» **Entries shown**

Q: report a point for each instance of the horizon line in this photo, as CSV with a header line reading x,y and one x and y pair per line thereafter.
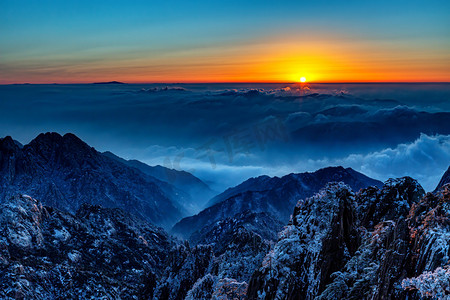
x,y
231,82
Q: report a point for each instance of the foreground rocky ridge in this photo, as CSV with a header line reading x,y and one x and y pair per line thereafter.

==

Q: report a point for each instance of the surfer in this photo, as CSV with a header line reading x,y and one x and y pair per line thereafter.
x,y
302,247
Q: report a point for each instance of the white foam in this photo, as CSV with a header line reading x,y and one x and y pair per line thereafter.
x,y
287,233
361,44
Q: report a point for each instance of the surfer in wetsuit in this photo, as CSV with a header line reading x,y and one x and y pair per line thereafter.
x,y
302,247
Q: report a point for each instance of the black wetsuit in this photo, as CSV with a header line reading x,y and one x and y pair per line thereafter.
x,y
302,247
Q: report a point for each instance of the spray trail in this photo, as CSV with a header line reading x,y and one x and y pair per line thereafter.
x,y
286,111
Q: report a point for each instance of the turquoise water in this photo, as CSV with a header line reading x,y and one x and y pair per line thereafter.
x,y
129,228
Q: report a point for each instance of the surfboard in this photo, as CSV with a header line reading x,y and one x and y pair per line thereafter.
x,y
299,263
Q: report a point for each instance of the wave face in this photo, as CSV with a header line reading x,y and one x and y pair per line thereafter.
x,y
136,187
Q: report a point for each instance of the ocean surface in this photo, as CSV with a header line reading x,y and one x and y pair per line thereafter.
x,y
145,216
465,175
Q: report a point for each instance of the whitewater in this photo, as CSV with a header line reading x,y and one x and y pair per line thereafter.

» **Exercise goal**
Reproduce exactly the lines above from the line with "Q: report a point for each instance of the black" to the line with "Q: report a point for each instance of the whitewater", including both, and add nothing.

» **Result of this task**
Q: report a point for each instance of the black wetsuit in this photo, as CSV with a header line reading x,y and one x and y pair per line thereafter.
x,y
302,247
Q: report a point for each instance of the spray trail in this photo, as CSV with a header line reading x,y and one x and y pair per line thereafter.
x,y
286,111
Q: report a point for each instance of the turquoise water in this photo, as CSV with a header line reading x,y and one x and y pair per line thereafter.
x,y
129,228
Q: report a point for each instance of the surfboard in this photo, as CSV with a header line reading x,y and one x and y pair per line thereafter.
x,y
299,263
Q: report a point for each instance of the wave face in this photo, as CSV with a header line reading x,y and one x and y pair per line thereafter.
x,y
136,187
Q: report a point for each instance of the ocean surface in this photo, as CSV with a header line reading x,y and one x and y pair per line thereafter.
x,y
145,216
465,175
Q: report a point for each instance of the whitewater in this photo, as CSV with a header line reading x,y and one x and y pair per line thereafter.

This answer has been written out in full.